##### Extracted entries #####

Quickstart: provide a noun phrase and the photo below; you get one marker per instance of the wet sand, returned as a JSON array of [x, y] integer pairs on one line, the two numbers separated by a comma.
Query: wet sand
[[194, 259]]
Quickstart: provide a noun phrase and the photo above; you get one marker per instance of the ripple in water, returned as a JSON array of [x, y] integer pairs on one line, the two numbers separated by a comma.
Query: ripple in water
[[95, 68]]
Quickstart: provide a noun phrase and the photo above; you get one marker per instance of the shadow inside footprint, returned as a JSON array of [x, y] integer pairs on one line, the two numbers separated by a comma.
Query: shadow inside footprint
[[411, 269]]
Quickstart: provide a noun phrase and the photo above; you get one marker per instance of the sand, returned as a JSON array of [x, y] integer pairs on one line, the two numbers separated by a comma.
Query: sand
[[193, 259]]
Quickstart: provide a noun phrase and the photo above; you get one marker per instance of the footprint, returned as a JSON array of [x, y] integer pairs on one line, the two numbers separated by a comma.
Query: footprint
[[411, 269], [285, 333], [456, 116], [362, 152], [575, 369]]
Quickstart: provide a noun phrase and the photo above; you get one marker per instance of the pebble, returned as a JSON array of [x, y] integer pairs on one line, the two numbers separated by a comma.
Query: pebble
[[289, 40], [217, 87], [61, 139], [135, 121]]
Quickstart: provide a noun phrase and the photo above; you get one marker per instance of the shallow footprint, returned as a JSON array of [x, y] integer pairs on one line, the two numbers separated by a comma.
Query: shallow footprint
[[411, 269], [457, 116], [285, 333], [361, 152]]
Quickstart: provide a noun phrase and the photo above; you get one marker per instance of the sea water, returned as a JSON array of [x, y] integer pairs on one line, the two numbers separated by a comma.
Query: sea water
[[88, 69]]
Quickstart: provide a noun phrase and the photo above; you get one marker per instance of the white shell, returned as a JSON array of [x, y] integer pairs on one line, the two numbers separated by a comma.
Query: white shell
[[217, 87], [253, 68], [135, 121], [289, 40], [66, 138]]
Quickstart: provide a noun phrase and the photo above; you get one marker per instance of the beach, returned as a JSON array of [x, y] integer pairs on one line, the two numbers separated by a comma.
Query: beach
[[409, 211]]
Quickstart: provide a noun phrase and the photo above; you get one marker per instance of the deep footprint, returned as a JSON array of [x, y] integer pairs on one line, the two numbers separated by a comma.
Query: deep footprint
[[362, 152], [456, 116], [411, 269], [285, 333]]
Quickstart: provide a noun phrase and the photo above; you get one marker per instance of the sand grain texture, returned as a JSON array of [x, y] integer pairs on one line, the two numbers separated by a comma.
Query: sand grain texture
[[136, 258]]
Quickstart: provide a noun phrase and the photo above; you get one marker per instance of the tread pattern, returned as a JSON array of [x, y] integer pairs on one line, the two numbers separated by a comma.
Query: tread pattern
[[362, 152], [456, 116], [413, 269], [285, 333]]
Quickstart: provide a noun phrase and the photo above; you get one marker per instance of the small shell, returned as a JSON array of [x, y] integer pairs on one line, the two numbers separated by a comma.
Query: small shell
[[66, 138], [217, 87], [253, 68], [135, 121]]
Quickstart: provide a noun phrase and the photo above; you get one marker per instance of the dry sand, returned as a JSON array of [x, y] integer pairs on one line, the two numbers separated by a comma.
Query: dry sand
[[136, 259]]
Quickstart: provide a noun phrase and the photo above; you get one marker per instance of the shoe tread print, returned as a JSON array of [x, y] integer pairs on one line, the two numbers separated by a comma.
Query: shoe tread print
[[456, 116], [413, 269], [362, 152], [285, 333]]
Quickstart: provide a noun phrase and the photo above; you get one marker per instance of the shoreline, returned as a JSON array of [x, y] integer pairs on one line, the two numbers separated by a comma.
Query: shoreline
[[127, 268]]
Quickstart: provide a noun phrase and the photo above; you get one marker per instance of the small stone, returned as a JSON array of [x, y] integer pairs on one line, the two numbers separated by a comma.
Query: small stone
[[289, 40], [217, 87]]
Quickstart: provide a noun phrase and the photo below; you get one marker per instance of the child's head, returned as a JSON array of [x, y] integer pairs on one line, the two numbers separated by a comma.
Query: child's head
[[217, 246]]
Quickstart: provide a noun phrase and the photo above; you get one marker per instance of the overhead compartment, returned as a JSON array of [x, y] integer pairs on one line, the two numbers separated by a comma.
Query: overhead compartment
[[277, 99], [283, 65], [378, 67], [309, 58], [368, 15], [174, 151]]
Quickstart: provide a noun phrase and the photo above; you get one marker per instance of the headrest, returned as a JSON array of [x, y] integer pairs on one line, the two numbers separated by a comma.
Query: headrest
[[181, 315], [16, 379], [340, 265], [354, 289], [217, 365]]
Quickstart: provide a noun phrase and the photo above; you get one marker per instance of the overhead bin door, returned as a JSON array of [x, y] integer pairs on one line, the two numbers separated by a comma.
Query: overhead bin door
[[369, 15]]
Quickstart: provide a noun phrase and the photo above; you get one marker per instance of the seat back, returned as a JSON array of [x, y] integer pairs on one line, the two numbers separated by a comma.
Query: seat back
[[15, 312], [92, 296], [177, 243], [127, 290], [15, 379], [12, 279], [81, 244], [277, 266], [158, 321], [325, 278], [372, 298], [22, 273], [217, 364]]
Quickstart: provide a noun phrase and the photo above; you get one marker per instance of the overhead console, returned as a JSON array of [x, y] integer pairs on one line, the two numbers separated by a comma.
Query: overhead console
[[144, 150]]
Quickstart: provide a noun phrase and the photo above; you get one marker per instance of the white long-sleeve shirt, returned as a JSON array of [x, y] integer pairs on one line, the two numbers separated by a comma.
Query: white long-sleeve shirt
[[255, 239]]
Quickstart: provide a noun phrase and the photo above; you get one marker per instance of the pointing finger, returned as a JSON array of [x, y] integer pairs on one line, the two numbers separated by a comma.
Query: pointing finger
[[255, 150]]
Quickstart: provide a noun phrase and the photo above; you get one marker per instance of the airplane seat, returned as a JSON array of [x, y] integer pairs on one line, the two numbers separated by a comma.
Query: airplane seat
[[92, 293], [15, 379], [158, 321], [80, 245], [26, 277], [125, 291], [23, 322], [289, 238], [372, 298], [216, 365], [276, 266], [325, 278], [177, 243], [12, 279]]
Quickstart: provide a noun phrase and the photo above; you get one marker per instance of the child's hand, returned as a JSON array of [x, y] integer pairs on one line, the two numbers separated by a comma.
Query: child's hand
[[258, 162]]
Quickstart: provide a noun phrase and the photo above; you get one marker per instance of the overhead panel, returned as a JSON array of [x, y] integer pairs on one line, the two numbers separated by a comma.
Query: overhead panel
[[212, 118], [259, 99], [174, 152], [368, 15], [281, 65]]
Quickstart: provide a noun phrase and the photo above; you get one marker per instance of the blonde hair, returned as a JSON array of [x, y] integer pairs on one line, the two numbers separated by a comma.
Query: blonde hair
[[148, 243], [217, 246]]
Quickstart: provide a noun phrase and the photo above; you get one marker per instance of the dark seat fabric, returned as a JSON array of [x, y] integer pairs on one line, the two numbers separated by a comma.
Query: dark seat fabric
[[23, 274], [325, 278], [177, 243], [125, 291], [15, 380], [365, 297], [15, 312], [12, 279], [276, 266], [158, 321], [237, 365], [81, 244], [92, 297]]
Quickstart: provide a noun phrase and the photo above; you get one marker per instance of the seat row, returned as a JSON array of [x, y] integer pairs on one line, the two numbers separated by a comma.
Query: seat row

#####

Each line shown above must be repeated exactly.

Quickstart: provide a noun phrase and the photo below; you get one marker per instance of the wet sand, returned as a JSON array of [x, y] integer pairs on one line, the two numbers separated by a comma.
Query: wet sand
[[194, 259]]
Quickstart: provide a noun phrase and the photo above; you get one marker per instance of the ripple in water, returned as a JSON array of [x, y] integer pairs on one line, the two numbers separated by a comma.
Query: ripple in water
[[95, 68]]
Quickstart: provide a noun phrase and the photo above; you get one marker per instance of the shadow inside footprint, returned as a JSON array of [x, y] integer pairs on one line, the two numbers separated by a comma.
Query: shadow inside footprint
[[411, 269]]
Quickstart: provide a noun phrase and the photo above; you get one marker per instance of the sand, returned as a JSON array of [x, y] integer pairs on one line, the two numbers separated by a comma.
Query: sand
[[193, 259]]
Quickstart: provide a noun phrase and the photo above; you get one marker per instance of the footprint, returned as a JSON array of [x, y] integer pairs on one line, the two numbers separated by a comma.
Query: footprint
[[411, 269], [285, 333], [456, 116], [362, 152], [575, 369]]
Quickstart: provide a noun phrase and the photo above; you get one marker per instance of the pebble, returned as a JSON array of [x, y] integer pairs on one line, the two numbers separated by a comma.
Query: pebble
[[289, 40], [217, 87], [61, 139], [135, 121]]
Quickstart: provide a noun phrase and the photo above; you get one marker per instance of the shallow footprint, returned as a JSON array of [x, y] integer pairs on one line, the two numbers separated by a comma.
Query: shallow footprint
[[411, 269], [457, 116], [285, 333], [361, 152]]
Quickstart: provide a noun phrase and the photo above; you get one marker per instance of the sea water, returned as a JSON array of [x, y] integer pairs on one line, the two numbers separated by a comma.
Query: sea water
[[88, 69]]
Quickstart: provide a noun phrase and the photo above; you get one marker per instance of the white shell, returned as a JSON array of [x, y] integer pairs on one line, the two numbers separated by a comma.
Query: white shell
[[217, 87], [253, 68], [135, 121], [289, 40], [66, 138]]
Quickstart: provide a noun phrase and the photo above; you get one marker per instance of the beach, returned as a JSON array of [x, y] integer pairs on one line, the two numbers separated by a comma.
Query: beach
[[409, 211]]
Quickstart: provide a noun phrase and the photo above; you get one marker per instance of the deep footprint, returned as a JSON array of [x, y] integer pairs on one line, the two numbers separated by a comma.
Query: deep footprint
[[362, 152], [456, 116], [411, 269], [285, 333]]
Quickstart: provide a noun phrase and the photo above; you get one marker per instance of the sand grain texture, returned as a JSON array of [x, y] integer pairs on one line, the two numbers separated by a comma.
Query: sand grain texture
[[136, 258]]
Quickstart: provide a noun phrase and the photo above; you get one marker per instance of the tread pattern, returned as a JSON array of [x, y] integer pairs on one line, the two numbers separated by a comma.
Query: tread pattern
[[362, 152], [456, 116], [413, 269], [285, 333]]
Quickstart: provide a noun phrase and the photo above; you get one marker per instance of the small shell, returned as a JSON array of [x, y] integer pairs on one line, the two numbers separated by a comma.
Query: small shell
[[66, 138], [217, 87], [253, 68], [135, 121]]
Quickstart: provide a noun phrase and the photo above; you get one marker per instance of the dry sand, returned as a JSON array of [x, y] integer pairs on one line, the two numbers separated by a comma.
Query: dry sand
[[136, 259]]
Quickstart: provide a noun phrase and the photo above; you get one marker per instance of the shoe tread print, returned as a JSON array of [x, y] integer pairs on one line, the two numbers separated by a comma.
Query: shoe tread print
[[456, 116], [413, 269], [362, 152], [285, 333]]
Quickstart: provide a noun phrase and the photo above; you get one marker per instance of the shoreline, returned as a JSON array of [x, y] integer pairs on one line, the two numbers separated by a comma.
Query: shoreline
[[127, 268]]
Quickstart: provide a noun phrase and the photo above; you get one marker per instance of the small stone, returned as a JSON array of [x, y] integer pairs on one line, the two numbers separated by a comma.
Query: small stone
[[289, 40], [217, 87]]
Quickstart: provide a noun phrase and the photo below; you get one marker per instance of the child's head, returned as a JSON array of [x, y] integer pairs on one line, the two numbers separated by a comma.
Query: child's head
[[217, 246]]
Quickstart: provide a noun phrase and the photo above; you get one marker per instance of the overhead compartment, returned as a JSON array of [x, y] integer pairs on one line, the two numbers separated by a comma.
Query: overhead compartment
[[277, 99], [283, 65], [378, 67], [309, 58], [368, 15], [174, 151]]
Quickstart: provide a noun phrase and the photo above; you get one marker per instance of the headrest, returned as a JSON array of [x, y] integer pairs on one line, the two numbers separated by a comma.
Query: headrest
[[181, 315], [16, 379], [340, 265], [354, 289], [217, 365]]
Quickstart: provide a noun phrase and the photo above; you get one marker per instance of the overhead bin door, returned as a JSON array of [x, y] integer pairs on one line, the two numbers separated by a comma.
Query: overhead bin door
[[369, 15]]
Quickstart: provide a noun phrase and the photo above; you get one marker per instance of the seat back, returned as a JSON array of [x, y] integer pairs on one line, the two numbers separated by a comma.
Query: seat back
[[15, 312], [92, 296], [177, 243], [127, 290], [15, 379], [12, 279], [81, 244], [277, 266], [158, 321], [325, 278], [372, 298], [22, 273], [217, 364]]
Quickstart: provide a noun phrase and the photo above; you get one marker per instance of the overhead console, returned as a JSON array of [x, y] integer pairs on one line, the two numbers separated by a comma.
Query: overhead console
[[144, 150]]
Quickstart: provide a noun phrase and the photo above; you get one marker per instance of the white long-sleeve shirt, returned as a JSON array of [x, y] integer pairs on one line, the two numbers separated by a comma.
Query: white long-sleeve shirt
[[255, 239]]
Quickstart: provide a noun phrase and the photo above; you get one marker per instance of the pointing finger, returned as a JSON array of [x, y] integer pairs on one line, the two numbers separated by a comma.
Query: pointing finger
[[255, 150]]
Quickstart: provide a noun phrase and the photo above; you get one marker per instance of the airplane seat, returned as a JSON array of [x, y] integer pairs on one line, the two numbers separated by a comma.
Query: airplane seat
[[92, 293], [15, 379], [158, 321], [80, 245], [26, 277], [125, 291], [23, 322], [289, 238], [372, 298], [216, 365], [276, 266], [325, 278], [177, 243], [12, 279]]
Quickstart: provide a noun phrase and the photo above; you get one marker per instance of the child's hand, returned as a JSON array of [x, y] integer pairs on one line, the two numbers separated by a comma.
Query: child's hand
[[258, 162]]
Quickstart: provide a noun phrase and the photo above; you get one marker per instance of the overhead panel, returned as a JSON array of [x, y] integer pairs on one line, the two numbers separated by a comma.
Query: overhead panel
[[212, 118], [259, 99], [174, 152], [368, 15], [281, 65]]
Quickstart: provide a noun phrase and the photo above; you get one marker per instance of the blonde hair, returned as a JSON array of [x, y] integer pairs on one line, the two numbers separated by a comma.
Query: blonde hair
[[148, 243], [217, 246]]
Quickstart: provide a noun phrase and the photo above; you get one marker per instance of the dark seat fabric, returned as a JSON array of [x, y] integer pairs on one line, the two numbers separated by a comma.
Query: dark seat fabric
[[23, 274], [325, 278], [177, 243], [125, 291], [15, 380], [365, 297], [15, 312], [12, 279], [276, 266], [158, 321], [237, 365], [81, 244], [92, 297]]
Quickstart: provide a noun phrase and the photo above; you get one marker per instance of the seat row, returned as a JSON array of [x, y] integer pairs on one line, the two numbers separated by a comma.
Query: seat row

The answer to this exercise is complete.